* _Source extract_:
● ● ● ● ● ● ●
Gerald O'Donnel sells a home RV training course consisting of six audio cassettes which appears to teach meditation rather than structured remote viewing. He claims to have a secret spy/intelligence agency background from a "Western" government (won't name names, of course.)
Despite the relative lack of depth on his remote viewing training course, and his obvious unwillingness to share any of his credentials as a remote viewer or remote viewing teacher whatsoever, O'Donnell seems to continue to enjoy a relatively steady interest in his product.
His main sales vehicle, his website, appears to be a very slick piece of marketing. Encased in double talk and carefully placed quotes, he appears to offer a substantial course at a substantial discount. Closer examination however, reveals that his accounts and stories are full of holes and wordplay, and that his course can hardly be expected to teach one remote viewing in any meaningful way. O'Donnel's visualization and self-affirmation techniques bear little to no resemblance whatsoever to established military remote viewing protocols.
In fact, on his site O'Donnell claims that one of his associates by the name of "Jason," directly talked with an entity called "The One" in some sort of remote viewing session back in October of 1989. In 1989, the original military remote viewing project was still operating as a classified, active unit. It seems highly unlikely that at this time either O'Donnell or "Jason" would have been privy to either classified U.S. Army remote viewing protocols, or that another "unnamed Western European country" in which O'Donnell was serving would have been developing its own remote viewing training. In addition, it seems unlikely that someone with such intimate access to the government of a highly-developed Western European country would reside in the state of Florida. It also appears odd that he discusses the U.S. Army's publicly available results and experiments in such detail, while completely avoiding any detail whatsoever of his own "European experiences." He claims to be an instructor for that group, but offers none of his own anecdotal insights on how he stumbled across such a mental breakthrough.
Which is the more uncomfortable realization, that O'Donnell is fabricating his remote viewing background and/or techniques, or that he genuinely believes he has special abilities and has been regularly communicating with unseen, unidentified beings solely through his mind, I leave up to the reader to decide.
Most importanly however remains the issue of his training cassettes. From several sources we have heard of negative results gained from O'Donnell's tapes, and not one positive report. This meshes cleanly with reports from other areas of the remote viewing phenomenon. Lyn Buchanan, a bona-fide member of the original U.S. Army remote viewing unit, had this to say regarding Gerald O'Donnell:
From: Lyn Buchanan
Date: Sat Jan 1, 2000 3:35am
Subject: [stargate] Re: who are these guys???
● ● ● ● ● ● ●
(Collected data)
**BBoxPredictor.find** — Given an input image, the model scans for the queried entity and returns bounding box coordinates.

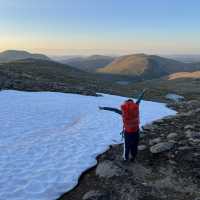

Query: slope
[0,50,50,63]
[98,54,200,79]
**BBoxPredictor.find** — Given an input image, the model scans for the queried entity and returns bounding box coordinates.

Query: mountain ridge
[97,54,200,79]
[0,50,50,63]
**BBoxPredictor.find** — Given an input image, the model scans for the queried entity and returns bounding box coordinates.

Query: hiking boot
[130,158,135,163]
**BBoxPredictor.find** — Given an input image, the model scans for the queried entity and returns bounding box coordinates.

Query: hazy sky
[0,0,200,54]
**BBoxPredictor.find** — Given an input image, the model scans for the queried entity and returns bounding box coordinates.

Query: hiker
[99,90,146,162]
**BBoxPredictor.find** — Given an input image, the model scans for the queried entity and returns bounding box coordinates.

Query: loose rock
[83,190,108,200]
[167,133,178,139]
[96,161,123,178]
[150,142,174,153]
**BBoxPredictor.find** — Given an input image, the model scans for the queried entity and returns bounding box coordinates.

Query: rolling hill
[0,59,126,95]
[0,50,50,63]
[97,54,200,79]
[61,55,114,72]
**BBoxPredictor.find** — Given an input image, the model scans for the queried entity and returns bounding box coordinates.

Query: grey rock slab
[82,190,108,200]
[96,161,123,178]
[149,138,161,145]
[167,133,178,139]
[138,145,147,151]
[150,142,174,153]
[185,131,200,139]
[184,124,194,130]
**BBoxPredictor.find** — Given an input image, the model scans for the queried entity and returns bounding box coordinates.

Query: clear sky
[0,0,200,55]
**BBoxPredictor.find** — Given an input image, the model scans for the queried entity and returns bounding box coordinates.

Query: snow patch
[0,90,175,200]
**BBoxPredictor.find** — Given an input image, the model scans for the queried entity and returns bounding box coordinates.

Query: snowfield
[0,90,175,200]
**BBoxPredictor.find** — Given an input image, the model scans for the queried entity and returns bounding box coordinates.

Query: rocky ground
[60,100,200,200]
● ● ● ● ● ● ●
* _What the task asks_:
Decide whether each statement below agrees with the critique of Gerald O'Donnell's remote viewing course. Answer yes or no for each, and quote the words from the critique that settle it.
1. The course is made up of six audio cassettes.
2. By 1989 the original military remote viewing project had already been shut down.
3. The author has heard positive reports about O'Donnell's tapes from several sources.

* _Expected answer_:
1. Yes: "a home RV training course consisting of six audio cassettes"
2. No: "In 1989, the original military remote viewing project was still operating as a classified, active unit."
3. No: "From several sources we have heard of negative results gained from O'Donnell's tapes, and not one positive report."